**WRITTEN REQUEST:** Reproduce verbatim the lines below, starting with the line that contains "Practice. Locate the white" and continuing through the final line, with both ends included.
## begin RECORDS SUPPLIED
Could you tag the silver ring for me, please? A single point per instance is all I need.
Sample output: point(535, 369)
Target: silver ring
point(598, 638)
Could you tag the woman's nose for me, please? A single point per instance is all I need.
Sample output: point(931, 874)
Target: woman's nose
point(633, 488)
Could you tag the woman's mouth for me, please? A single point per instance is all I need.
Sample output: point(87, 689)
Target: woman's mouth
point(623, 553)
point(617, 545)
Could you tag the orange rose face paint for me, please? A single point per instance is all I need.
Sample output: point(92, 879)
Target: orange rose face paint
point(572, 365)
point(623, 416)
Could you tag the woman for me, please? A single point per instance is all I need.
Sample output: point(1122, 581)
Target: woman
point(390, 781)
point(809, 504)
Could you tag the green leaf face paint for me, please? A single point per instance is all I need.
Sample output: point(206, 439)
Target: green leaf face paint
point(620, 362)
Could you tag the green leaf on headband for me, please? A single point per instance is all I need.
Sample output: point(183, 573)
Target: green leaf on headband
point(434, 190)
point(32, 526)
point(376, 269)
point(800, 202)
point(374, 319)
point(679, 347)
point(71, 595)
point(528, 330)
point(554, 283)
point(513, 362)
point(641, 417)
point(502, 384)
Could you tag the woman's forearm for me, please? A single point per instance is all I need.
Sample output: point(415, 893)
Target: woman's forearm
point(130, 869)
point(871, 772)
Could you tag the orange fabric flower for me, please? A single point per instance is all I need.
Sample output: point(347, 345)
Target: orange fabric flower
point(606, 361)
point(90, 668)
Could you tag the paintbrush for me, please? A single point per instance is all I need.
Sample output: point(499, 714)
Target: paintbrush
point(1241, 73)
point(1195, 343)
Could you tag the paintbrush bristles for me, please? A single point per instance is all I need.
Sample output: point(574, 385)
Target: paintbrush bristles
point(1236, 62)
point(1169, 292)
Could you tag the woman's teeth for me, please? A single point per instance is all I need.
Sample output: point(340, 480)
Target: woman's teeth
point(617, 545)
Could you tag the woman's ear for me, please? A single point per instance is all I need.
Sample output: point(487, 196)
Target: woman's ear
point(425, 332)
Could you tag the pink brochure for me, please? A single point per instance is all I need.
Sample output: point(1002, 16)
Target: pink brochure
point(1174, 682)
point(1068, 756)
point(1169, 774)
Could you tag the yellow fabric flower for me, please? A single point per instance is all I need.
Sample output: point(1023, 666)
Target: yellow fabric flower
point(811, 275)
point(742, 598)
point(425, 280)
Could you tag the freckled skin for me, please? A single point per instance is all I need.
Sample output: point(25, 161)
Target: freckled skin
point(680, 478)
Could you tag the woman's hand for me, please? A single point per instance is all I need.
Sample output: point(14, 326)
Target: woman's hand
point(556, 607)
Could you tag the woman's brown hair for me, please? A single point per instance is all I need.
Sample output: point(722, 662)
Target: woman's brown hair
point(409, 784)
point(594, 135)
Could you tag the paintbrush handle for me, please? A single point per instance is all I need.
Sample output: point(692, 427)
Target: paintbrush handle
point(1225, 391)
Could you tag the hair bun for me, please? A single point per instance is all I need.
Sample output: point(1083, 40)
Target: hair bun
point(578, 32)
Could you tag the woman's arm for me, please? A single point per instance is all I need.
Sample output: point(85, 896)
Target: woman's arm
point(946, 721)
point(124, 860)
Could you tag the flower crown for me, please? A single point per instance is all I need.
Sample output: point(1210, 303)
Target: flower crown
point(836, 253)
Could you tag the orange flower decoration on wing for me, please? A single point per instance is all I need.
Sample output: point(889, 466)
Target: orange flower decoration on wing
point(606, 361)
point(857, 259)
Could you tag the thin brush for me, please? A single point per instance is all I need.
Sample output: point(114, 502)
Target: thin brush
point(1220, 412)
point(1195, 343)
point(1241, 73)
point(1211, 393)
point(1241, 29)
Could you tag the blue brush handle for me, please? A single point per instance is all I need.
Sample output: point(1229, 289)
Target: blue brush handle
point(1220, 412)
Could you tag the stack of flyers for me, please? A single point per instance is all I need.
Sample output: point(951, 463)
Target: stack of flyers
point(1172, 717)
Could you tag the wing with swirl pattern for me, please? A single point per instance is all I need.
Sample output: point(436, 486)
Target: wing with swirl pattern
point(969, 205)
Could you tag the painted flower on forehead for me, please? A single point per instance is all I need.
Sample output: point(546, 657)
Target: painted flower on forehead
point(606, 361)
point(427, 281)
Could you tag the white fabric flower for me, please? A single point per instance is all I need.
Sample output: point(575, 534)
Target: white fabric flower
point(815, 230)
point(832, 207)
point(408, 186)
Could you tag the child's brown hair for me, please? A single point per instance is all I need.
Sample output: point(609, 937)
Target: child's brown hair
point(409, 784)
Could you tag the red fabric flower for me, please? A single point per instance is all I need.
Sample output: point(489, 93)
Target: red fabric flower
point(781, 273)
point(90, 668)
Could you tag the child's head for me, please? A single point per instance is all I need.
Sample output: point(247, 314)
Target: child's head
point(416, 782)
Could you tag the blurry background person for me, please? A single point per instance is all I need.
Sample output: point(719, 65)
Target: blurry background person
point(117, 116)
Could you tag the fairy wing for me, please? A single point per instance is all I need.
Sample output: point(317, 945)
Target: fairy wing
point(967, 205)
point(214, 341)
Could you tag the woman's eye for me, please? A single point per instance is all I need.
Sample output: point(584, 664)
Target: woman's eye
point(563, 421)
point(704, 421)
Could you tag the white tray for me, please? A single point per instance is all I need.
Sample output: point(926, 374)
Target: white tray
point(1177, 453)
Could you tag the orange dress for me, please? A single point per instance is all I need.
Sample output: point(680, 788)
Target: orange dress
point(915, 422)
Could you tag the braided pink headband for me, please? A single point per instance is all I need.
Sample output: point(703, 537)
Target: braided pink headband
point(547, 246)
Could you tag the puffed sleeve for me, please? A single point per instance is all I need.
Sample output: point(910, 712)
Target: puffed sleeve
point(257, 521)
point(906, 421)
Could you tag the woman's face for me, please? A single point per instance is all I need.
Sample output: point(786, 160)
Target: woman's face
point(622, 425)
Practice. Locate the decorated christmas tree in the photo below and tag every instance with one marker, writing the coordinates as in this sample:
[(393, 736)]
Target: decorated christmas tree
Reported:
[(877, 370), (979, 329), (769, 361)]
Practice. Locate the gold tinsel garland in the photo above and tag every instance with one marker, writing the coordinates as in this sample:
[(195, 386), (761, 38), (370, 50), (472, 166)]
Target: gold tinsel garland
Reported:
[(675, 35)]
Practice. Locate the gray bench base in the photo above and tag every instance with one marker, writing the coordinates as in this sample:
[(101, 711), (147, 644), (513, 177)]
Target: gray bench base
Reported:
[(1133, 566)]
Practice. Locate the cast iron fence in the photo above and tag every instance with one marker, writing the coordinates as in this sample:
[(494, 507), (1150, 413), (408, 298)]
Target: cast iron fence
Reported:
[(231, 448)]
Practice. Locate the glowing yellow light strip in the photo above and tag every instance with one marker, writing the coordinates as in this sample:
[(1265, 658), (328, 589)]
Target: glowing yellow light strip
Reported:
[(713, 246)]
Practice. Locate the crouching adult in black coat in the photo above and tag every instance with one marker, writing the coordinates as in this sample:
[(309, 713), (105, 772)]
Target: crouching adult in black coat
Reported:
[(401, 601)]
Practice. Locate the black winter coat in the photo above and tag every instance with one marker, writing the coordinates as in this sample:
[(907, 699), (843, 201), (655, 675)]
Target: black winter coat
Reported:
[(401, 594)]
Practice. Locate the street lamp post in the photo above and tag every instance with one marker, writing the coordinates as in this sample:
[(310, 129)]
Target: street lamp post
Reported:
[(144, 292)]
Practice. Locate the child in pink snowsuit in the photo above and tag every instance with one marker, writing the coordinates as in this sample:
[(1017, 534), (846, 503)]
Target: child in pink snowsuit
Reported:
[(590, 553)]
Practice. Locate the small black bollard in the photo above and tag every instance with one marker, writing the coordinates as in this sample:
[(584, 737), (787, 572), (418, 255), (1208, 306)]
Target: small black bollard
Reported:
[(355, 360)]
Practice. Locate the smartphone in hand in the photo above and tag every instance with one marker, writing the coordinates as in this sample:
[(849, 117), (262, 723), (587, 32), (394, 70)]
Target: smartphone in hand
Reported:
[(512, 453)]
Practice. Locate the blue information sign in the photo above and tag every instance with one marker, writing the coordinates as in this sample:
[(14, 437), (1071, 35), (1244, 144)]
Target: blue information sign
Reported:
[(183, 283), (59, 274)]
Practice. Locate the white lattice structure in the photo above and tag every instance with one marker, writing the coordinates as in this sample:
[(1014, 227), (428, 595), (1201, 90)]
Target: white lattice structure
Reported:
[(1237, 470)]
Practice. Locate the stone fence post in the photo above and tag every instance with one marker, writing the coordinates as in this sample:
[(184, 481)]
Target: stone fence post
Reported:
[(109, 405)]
## end RECORDS SUPPLIED
**CORRECT RESULT:**
Practice. Locate the white lattice structure in the photo above and tag every instance with one marker, writing the coordinates as in this sample:
[(1014, 227), (428, 595), (1201, 90)]
Target: white lattice structure
Reported:
[(1237, 470)]
Practice. Locate the stone fence post in the photo above and tag every instance with one marker, writing the coordinates as in this sample:
[(184, 481)]
Target: stone fence post
Reported:
[(109, 405)]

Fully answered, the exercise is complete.